__Excerpts of labeled region data__.
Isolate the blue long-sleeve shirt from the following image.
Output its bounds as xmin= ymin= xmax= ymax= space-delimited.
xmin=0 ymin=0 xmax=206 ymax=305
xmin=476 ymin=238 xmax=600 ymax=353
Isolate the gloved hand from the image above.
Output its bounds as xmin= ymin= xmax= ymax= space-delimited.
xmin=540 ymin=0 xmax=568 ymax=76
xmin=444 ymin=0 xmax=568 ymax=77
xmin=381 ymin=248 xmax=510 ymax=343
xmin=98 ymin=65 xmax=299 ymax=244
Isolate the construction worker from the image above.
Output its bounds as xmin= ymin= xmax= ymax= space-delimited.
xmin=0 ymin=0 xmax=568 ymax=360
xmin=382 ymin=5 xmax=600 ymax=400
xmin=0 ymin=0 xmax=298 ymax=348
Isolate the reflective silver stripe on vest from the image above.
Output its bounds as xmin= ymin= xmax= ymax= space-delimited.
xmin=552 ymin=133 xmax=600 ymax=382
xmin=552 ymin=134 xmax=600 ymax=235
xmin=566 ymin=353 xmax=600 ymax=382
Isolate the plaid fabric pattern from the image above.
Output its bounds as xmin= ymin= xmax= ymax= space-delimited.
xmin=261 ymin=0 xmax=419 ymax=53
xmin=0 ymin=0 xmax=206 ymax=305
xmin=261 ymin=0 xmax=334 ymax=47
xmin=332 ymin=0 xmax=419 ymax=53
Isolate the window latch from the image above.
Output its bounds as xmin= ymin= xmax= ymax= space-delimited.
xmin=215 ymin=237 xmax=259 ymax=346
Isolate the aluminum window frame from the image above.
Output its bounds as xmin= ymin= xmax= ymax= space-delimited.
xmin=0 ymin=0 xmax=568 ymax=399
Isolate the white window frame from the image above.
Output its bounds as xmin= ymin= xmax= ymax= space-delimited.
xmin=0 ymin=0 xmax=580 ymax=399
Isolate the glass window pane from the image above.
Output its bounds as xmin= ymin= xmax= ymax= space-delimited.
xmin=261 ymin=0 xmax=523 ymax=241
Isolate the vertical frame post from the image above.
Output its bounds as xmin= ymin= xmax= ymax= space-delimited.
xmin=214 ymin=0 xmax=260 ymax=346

...

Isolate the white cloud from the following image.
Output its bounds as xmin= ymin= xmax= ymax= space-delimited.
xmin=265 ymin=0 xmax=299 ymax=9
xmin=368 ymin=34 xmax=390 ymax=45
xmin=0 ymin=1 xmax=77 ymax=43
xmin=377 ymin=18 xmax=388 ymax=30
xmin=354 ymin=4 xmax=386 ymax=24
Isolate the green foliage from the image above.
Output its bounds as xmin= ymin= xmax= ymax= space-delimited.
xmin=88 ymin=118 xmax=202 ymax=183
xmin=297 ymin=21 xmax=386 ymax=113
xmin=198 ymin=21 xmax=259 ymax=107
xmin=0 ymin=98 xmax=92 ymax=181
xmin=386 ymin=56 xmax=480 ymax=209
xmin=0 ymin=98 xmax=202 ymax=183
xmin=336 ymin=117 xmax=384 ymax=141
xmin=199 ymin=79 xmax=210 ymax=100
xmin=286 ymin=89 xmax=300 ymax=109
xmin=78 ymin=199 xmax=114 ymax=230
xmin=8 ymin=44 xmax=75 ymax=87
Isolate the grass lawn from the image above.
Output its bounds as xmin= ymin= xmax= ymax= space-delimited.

__Requirements__.
Lay out the lines of the data above as a JSON list of strings, one string per line with blank lines omitted, covering everything from the line containing "Isolate the aluminum" down to the line containing "xmin=261 ymin=0 xmax=523 ymax=241", both included.

__Completed task__.
[
  "Isolate the aluminum window frame from the image above.",
  "Output its bounds as xmin= ymin= xmax= ymax= space-delimited.",
  "xmin=0 ymin=0 xmax=568 ymax=399",
  "Isolate the white window frame from the image above.",
  "Output its bounds as xmin= ymin= xmax= ymax= space-delimited.",
  "xmin=0 ymin=0 xmax=580 ymax=399",
  "Isolate the glass window pane from the image above.",
  "Output its bounds as xmin= ymin= xmax= ymax= space-delimited.",
  "xmin=261 ymin=0 xmax=523 ymax=241"
]